DO THIS: Images embedded in the records are excluded; print everything else exactly as given.

--- start MATERIAL TO PROCESS ---

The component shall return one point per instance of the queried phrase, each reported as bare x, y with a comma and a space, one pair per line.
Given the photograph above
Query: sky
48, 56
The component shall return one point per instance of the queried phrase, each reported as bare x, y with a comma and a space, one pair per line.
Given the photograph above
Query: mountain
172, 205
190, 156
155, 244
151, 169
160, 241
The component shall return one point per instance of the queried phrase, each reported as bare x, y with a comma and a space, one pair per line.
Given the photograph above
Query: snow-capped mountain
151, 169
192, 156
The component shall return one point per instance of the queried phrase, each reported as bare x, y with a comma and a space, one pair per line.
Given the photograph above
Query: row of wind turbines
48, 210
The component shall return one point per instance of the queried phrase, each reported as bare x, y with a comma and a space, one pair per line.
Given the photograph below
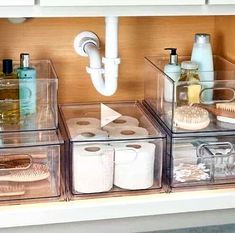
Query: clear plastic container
122, 157
205, 116
30, 166
202, 162
46, 115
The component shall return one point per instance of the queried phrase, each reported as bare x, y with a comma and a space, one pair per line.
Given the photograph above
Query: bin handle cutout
215, 145
125, 149
216, 101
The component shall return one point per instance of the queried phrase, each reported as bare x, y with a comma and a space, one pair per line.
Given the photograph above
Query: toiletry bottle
27, 80
202, 55
9, 94
188, 87
172, 69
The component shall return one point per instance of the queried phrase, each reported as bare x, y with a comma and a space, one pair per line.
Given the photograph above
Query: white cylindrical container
172, 70
203, 56
77, 123
92, 168
134, 165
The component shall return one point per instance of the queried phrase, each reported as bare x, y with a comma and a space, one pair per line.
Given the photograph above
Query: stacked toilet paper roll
92, 168
122, 121
75, 124
89, 134
127, 132
134, 165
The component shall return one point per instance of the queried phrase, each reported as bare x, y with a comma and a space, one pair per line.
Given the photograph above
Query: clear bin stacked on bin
30, 150
123, 157
195, 158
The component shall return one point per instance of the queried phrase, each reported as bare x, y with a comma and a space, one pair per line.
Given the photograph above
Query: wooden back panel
52, 38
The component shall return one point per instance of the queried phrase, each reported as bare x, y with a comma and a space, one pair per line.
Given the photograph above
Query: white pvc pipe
106, 86
111, 37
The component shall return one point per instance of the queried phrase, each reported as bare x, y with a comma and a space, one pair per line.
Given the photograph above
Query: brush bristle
191, 114
11, 190
226, 106
35, 173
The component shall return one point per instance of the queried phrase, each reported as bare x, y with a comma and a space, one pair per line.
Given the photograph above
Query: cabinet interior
52, 38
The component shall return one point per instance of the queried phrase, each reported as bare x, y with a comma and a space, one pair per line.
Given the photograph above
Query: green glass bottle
9, 94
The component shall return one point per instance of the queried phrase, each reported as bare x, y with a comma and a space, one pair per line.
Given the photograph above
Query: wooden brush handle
217, 112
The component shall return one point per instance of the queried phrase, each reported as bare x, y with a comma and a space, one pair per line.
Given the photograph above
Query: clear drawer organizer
220, 106
30, 167
196, 158
204, 161
46, 116
122, 158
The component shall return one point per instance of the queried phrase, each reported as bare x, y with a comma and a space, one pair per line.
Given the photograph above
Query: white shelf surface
91, 11
118, 2
118, 208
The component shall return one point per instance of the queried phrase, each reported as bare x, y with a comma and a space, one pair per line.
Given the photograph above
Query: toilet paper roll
134, 165
88, 134
83, 122
122, 121
127, 132
92, 168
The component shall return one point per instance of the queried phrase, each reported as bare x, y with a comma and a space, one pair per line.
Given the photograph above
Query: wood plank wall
225, 36
52, 38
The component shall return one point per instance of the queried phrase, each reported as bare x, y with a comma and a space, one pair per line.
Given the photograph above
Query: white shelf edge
116, 207
63, 3
37, 11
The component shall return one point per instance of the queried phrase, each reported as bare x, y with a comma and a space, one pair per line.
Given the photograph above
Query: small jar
188, 88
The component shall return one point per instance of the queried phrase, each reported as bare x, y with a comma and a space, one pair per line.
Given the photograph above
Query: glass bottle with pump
27, 76
172, 69
9, 94
203, 56
188, 88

--- end MATERIAL TO PROCESS ---

WRITTEN SOLUTION:
The component shall return one point per instance of the queried phrase, each reported as bare x, y with a comma and a space, one pair per line.
Given the photograph above
Query: sky
48, 56
The component shall return one point per instance of the queried phrase, each reported as bare x, y with a comma and a space, one pair per line.
Given the photograph above
Query: mountain
172, 205
190, 156
155, 244
151, 169
160, 241
The component shall return one point per instance of the queried phrase, each reported as bare x, y with a comma and a space, one pair per line.
Given the photograph above
Query: snow-capped mountain
151, 169
192, 156
The component shall return one point per instance of the queried phrase, each reported as bare x, y with a comma and a space, one pair per line.
Given the photograph above
Query: row of wind turbines
48, 210
The component shall return one point per instance of the queried phrase, each reported as bare x, y with a comma and a space, one pair per line.
Given the photograph below
Query: clear plastic container
122, 157
205, 116
30, 166
202, 162
46, 115
The component shall return one point per instance of the queried phrase, each reported as bare x, y with a comma and a space, one pair per line.
Given the photograph above
Query: bin handle cutout
215, 145
125, 149
216, 101
The component shall return one point per instance of the queried phrase, each reported as bare x, y with a comma and a space, one pair per line.
Given the photograph above
Query: toiletry bottle
27, 80
202, 55
9, 94
188, 87
172, 69
The component shall return one point per instance of the queried phrase, each reported as bare x, y with a comma and a space, one pair per line.
Given the photograph above
Query: white cylindrical container
172, 70
203, 56
77, 123
92, 168
134, 165
The component shall return one point per instance of the queried phrase, each reported as bare x, y with a comma and a space, one pair per line.
Given the photograph above
Query: stacked toilet paper roll
92, 168
122, 121
75, 124
89, 134
127, 132
134, 165
The component shall return one point per instance of the queried phrase, each reported as bare x, y with a comma and a space, one pair per line.
Given the photograph above
Query: clear bin stacked on bin
30, 150
123, 157
195, 158
The component shall return one point per instance of the queried phrase, each reported as bare x, y with a comma and a space, one pair per line.
Given the photograph above
Query: wooden back panel
52, 38
The component shall return one point per instance of the queried phrase, each reported as bare x, y with a comma and a space, one pair per line.
Given the photograph above
Query: white pvc pipe
106, 86
111, 37
The component shall return one point per instance of the queried phrase, each reported as bare x, y with a comma and a space, one pair per line.
Given the photograph above
Query: brush bristle
191, 114
11, 190
226, 106
35, 173
The component shall return one point per instance of the queried phrase, each reported as bare x, y with a comma and a space, one pair per line.
Given the photograph above
Query: cabinet interior
52, 38
The component shall return one point per instance of the queried phrase, each reported as bare x, y with a comma and a space, one pair per line.
Given the photograph above
Query: green glass bottle
9, 94
The component shall return one point per instance of the queried phrase, each reported as bare x, y with a comma and a space, one pair per line.
Given the photograph above
Query: wooden brush handle
217, 112
The component shall return one point per instance of the queried phrase, each reported as bare x, y with a comma and a space, one pair per line.
Given the photograph above
Query: clear drawer organizer
220, 106
30, 167
196, 158
204, 161
46, 116
122, 158
The component shall return one point per instance of the queried phrase, each reported as bare x, y with a comma and a space, one pair per line.
Given the photograph above
Query: white shelf surface
91, 11
118, 2
118, 208
The component shall return one point per instance of the queried phrase, each reported as bare x, y with a comma and a space, one pair per line.
Given the photograph above
Query: toilet paper roll
134, 165
88, 134
83, 122
122, 121
127, 132
92, 168
The component shall return one point per instance of the queried phrase, each reported as bare x, y with a comma and a space, one pair per line.
Given the photograph above
Query: wood plank wall
225, 36
52, 38
The component shall return one point per instance of the queried phrase, each reported as bare x, y with a comma and a space, one pair per line.
Given the photograph above
Query: white shelf edge
116, 207
63, 3
37, 11
The component shall return one point per instance of the queried phrase, each reported as bare x, y with a comma and a space, one pair per line.
Given the photograph above
Query: small jar
188, 88
The component shall return one point per instance of the queried phrase, each reported as bare x, y with a comma and a space, one pair per line.
Given the photograph above
Query: glass bottle with pump
27, 76
172, 69
9, 94
203, 56
188, 88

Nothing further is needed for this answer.